(Location identification entries)

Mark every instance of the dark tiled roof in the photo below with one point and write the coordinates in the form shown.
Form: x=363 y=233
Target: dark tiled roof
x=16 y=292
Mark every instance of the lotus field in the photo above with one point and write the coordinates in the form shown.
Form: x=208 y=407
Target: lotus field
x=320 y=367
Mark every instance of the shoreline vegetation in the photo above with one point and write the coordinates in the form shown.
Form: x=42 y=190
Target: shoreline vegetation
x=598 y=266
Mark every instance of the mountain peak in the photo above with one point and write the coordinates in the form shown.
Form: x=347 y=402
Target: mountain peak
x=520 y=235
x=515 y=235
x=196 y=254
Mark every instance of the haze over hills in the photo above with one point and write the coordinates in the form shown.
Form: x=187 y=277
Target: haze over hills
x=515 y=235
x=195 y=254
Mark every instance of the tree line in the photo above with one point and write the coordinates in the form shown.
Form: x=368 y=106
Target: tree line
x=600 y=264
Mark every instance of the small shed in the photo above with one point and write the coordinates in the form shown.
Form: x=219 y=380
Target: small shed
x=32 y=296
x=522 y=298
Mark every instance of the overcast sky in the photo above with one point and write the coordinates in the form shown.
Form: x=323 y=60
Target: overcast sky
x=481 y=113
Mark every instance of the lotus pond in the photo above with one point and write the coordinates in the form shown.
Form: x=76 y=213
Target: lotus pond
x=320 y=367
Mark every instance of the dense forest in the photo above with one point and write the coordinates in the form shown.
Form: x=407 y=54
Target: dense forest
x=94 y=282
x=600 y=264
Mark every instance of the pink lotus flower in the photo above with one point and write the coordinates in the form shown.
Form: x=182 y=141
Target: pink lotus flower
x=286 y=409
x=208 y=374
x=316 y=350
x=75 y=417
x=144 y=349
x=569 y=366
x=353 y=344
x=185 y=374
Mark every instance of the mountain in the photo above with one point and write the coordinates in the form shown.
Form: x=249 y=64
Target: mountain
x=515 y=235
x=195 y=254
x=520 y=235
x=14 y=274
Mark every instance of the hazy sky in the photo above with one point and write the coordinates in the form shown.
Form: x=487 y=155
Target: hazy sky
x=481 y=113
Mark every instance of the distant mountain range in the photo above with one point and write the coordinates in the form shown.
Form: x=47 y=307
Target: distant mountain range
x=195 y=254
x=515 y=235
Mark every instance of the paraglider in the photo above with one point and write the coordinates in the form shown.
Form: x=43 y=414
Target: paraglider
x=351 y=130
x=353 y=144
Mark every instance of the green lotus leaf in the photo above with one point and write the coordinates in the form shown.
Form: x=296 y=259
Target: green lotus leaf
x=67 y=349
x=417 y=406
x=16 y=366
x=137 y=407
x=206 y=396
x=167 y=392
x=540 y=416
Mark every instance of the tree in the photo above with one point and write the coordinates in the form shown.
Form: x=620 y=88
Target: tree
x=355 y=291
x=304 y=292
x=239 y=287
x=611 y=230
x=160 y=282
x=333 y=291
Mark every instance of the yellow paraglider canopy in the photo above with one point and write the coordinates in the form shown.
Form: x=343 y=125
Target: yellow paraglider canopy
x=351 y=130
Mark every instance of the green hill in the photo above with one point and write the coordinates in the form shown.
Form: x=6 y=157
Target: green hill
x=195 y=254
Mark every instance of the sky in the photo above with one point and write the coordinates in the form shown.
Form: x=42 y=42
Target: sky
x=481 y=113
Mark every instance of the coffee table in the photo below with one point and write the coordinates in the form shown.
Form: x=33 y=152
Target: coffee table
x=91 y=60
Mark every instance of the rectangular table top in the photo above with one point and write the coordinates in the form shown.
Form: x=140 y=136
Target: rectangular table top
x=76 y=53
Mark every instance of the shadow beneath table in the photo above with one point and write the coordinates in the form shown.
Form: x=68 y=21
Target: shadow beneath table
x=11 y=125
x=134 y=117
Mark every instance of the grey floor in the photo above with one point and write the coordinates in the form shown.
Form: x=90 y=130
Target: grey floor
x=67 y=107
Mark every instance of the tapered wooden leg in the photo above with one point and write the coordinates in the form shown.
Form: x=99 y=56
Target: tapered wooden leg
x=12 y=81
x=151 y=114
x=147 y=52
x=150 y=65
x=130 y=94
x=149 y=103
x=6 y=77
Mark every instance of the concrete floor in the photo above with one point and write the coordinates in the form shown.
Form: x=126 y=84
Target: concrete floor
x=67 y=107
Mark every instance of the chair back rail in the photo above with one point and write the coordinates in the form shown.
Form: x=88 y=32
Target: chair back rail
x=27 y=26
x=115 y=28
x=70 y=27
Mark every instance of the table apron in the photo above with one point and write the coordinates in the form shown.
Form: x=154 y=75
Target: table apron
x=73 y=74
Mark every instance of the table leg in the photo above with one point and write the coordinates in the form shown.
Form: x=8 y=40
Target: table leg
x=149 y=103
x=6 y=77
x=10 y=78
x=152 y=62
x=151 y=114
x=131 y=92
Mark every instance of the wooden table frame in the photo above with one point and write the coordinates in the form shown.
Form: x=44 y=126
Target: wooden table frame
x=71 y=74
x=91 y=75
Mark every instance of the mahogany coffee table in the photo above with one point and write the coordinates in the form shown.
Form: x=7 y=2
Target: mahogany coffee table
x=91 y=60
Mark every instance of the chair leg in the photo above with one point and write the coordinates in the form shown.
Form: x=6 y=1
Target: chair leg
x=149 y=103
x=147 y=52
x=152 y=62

INSTRUCTIONS TO FOLLOW: Render the lines of the records from the one containing "Mark every instance of the paraglider" through the one containing "x=353 y=144" as a Markdown table with the columns Row and Line, numbering each row and leaving out blank lines.

RESULT BELOW:
| Row | Line |
|---|---|
| 1 | Mark every instance of the paraglider in the photo above with one point and write the coordinates in the form shown. |
| 2 | Form: x=43 y=414 |
| 3 | Target: paraglider |
| 4 | x=351 y=130 |
| 5 | x=353 y=144 |